Goal - Starting from the line containing "For the benchmark card, identify each instance of the logo", write out the rest of the entries exactly, through the final line, including nothing else.

Material for the task -
....................

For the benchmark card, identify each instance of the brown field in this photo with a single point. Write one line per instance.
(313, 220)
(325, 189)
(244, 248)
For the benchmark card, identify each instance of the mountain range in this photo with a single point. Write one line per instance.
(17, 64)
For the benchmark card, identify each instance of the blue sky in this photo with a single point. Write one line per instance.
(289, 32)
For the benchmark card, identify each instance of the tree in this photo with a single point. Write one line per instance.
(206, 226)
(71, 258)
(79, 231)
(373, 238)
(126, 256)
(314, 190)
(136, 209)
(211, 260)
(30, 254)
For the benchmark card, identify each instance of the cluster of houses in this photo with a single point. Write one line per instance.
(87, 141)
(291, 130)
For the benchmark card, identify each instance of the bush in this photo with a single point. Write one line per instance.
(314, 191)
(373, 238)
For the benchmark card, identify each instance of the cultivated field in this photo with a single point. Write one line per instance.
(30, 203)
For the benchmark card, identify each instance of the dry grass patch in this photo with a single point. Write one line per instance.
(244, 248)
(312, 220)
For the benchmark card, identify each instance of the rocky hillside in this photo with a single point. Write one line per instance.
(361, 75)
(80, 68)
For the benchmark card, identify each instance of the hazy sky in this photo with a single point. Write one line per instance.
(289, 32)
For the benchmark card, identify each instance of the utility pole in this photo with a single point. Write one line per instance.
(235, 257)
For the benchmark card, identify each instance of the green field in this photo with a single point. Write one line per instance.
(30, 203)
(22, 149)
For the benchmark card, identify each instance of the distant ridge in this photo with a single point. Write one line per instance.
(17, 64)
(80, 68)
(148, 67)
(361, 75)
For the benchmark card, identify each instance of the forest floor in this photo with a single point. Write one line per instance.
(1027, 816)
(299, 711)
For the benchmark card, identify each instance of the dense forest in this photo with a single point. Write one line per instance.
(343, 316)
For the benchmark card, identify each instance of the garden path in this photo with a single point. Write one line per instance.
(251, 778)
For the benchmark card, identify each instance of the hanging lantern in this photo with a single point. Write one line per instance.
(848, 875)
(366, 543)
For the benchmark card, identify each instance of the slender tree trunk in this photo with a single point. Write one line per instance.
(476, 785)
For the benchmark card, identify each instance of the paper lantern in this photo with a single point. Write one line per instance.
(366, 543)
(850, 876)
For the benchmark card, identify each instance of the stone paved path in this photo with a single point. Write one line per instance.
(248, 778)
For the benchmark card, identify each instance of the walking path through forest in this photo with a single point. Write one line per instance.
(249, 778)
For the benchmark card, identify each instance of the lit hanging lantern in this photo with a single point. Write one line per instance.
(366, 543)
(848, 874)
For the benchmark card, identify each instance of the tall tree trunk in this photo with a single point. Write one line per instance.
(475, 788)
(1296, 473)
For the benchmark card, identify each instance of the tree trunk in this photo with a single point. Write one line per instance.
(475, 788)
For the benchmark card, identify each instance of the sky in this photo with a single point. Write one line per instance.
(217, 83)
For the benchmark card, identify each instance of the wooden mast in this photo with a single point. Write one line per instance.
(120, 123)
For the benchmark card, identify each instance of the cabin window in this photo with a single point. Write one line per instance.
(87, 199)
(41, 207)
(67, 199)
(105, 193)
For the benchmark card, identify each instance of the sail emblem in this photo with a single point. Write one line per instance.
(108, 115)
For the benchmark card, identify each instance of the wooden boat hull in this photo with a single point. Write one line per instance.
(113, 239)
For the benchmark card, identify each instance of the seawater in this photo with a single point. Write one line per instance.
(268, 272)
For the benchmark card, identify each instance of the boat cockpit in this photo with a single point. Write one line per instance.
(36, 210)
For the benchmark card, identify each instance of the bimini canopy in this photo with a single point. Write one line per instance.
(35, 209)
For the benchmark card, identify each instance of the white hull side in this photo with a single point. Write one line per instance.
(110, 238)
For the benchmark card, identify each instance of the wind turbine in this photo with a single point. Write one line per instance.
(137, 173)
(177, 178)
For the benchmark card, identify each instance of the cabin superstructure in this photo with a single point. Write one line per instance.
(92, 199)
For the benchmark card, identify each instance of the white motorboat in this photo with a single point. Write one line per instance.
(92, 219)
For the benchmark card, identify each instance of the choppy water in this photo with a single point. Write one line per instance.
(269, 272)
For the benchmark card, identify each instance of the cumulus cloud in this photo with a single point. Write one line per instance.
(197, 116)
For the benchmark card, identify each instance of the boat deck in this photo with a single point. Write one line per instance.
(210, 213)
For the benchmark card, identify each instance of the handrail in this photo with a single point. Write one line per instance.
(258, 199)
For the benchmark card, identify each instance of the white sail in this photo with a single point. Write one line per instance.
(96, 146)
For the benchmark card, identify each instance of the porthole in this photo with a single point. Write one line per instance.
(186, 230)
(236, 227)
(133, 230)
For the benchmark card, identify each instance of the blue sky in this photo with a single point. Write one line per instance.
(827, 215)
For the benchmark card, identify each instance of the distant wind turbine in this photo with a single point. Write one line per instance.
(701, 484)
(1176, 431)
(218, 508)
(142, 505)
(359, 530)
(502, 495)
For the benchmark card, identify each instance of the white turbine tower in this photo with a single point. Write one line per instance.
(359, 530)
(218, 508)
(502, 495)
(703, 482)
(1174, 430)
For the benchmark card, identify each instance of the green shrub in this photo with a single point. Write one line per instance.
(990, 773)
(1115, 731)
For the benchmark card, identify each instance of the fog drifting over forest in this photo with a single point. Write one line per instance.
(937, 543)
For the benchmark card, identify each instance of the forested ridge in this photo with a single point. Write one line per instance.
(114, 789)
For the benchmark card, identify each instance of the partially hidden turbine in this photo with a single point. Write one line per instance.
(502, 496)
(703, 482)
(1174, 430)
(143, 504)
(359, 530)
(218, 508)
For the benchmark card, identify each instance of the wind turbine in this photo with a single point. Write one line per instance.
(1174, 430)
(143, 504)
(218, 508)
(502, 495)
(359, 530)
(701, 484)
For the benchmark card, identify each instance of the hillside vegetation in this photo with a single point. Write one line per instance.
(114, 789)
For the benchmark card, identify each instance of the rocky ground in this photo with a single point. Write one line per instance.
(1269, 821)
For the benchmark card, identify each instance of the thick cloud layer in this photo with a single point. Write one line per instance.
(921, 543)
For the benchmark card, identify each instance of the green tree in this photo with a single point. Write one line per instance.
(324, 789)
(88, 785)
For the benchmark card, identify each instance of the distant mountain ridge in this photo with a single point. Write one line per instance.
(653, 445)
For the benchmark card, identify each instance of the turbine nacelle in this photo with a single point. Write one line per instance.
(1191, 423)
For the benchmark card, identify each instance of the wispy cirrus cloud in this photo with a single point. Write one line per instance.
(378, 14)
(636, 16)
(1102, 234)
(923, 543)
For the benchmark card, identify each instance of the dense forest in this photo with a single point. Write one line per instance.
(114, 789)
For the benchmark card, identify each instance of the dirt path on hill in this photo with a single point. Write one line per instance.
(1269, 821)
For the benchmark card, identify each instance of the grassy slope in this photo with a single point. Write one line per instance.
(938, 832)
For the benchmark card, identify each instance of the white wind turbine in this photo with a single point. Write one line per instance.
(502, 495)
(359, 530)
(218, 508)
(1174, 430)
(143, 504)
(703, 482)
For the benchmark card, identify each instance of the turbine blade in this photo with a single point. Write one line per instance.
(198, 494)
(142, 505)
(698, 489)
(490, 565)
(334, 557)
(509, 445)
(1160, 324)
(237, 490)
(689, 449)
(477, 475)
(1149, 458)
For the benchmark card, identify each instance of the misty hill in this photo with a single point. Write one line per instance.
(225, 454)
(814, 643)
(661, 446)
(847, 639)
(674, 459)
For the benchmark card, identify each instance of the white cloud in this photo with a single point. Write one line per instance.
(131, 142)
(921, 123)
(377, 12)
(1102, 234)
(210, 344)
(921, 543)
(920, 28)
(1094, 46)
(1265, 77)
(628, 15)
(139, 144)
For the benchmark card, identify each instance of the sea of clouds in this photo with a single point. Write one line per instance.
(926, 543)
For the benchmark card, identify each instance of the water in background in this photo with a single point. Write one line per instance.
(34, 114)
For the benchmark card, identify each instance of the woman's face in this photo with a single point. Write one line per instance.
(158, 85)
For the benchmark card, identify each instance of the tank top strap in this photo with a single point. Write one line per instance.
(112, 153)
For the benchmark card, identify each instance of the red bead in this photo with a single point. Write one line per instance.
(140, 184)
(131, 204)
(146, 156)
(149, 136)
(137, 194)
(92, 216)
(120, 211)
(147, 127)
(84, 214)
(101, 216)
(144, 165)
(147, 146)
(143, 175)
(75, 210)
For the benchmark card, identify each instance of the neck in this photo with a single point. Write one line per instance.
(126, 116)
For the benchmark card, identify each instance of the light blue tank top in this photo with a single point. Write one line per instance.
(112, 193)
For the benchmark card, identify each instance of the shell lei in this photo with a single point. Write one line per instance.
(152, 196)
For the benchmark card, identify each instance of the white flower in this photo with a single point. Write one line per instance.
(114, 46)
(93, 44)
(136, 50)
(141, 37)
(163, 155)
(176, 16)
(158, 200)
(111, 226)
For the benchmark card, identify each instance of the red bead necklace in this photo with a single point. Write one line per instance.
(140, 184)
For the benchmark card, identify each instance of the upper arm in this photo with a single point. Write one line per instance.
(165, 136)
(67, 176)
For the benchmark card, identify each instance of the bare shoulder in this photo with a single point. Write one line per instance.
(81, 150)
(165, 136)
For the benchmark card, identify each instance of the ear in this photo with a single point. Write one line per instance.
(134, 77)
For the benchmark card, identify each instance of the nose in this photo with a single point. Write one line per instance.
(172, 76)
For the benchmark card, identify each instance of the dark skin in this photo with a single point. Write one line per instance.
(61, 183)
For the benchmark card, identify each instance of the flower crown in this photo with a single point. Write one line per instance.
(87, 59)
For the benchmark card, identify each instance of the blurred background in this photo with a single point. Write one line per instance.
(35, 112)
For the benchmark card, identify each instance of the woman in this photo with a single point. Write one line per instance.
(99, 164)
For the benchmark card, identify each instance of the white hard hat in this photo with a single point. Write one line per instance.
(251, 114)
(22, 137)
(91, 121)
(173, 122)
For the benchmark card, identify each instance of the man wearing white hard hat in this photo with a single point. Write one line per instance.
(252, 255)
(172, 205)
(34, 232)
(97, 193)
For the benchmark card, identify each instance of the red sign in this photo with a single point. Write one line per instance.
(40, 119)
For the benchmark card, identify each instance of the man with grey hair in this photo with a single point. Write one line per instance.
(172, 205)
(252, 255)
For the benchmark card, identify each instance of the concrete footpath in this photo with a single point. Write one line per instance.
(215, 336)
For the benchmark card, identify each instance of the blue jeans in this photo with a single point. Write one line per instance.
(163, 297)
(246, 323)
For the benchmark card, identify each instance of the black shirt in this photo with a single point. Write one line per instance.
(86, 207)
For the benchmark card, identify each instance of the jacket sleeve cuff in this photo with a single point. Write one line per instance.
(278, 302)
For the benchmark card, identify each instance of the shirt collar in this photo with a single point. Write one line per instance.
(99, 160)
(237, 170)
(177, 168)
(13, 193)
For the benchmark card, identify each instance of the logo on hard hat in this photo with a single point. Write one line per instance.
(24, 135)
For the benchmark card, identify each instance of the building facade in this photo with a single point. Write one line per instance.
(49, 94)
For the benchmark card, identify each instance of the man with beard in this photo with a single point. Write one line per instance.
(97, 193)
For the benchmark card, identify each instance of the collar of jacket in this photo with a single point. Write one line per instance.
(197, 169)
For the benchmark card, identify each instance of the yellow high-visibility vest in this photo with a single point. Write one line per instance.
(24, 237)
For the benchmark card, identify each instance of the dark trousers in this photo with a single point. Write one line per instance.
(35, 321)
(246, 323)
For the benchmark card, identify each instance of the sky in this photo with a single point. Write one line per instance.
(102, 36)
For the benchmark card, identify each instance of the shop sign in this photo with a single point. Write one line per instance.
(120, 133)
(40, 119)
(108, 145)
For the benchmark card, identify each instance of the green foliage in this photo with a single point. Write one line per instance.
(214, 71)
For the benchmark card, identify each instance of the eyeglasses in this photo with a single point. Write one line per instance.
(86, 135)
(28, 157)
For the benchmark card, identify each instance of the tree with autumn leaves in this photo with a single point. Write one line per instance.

....................

Task answer -
For the benchmark card, identify each instance of the logo on hard hat in this photo with a single point. Write one line per instance.
(24, 135)
For the benchmark card, identify each instance of the building facade in this photo with a single point. Write one line per instance.
(49, 94)
For the benchmark card, identify each instance of the man with beard in this photo with a single point. Write one line per instance.
(97, 193)
For the benchmark card, identify each instance of the collar of jacket in this photo with a single point. Write one line per instance.
(197, 169)
For the benchmark card, identify each instance of the yellow high-visibility vest in this photo with a single point. Write one line per instance.
(24, 237)
For the benchmark card, identify each instance of the dark trousers in this photo with a single point. Write one line per instance.
(35, 321)
(246, 323)
For the benchmark card, identify each instance of the sky in this photo with a single point. Write one line per instance.
(102, 36)
For the benchmark card, identify each instance of the shop sign in this photo with a single point. Write one line per instance.
(120, 133)
(40, 119)
(108, 145)
For the benchmark card, identify each instance of the green foliage in this photo with a single point. Write one line per instance.
(214, 71)
For the benchmark card, identify each instance of the eyeglasses in this photo with a single point. Write one line per instance.
(86, 135)
(28, 157)
For the benchmark card, identify each instance of the tree with autumn leaves in this photo with a single point. Write one line per instance.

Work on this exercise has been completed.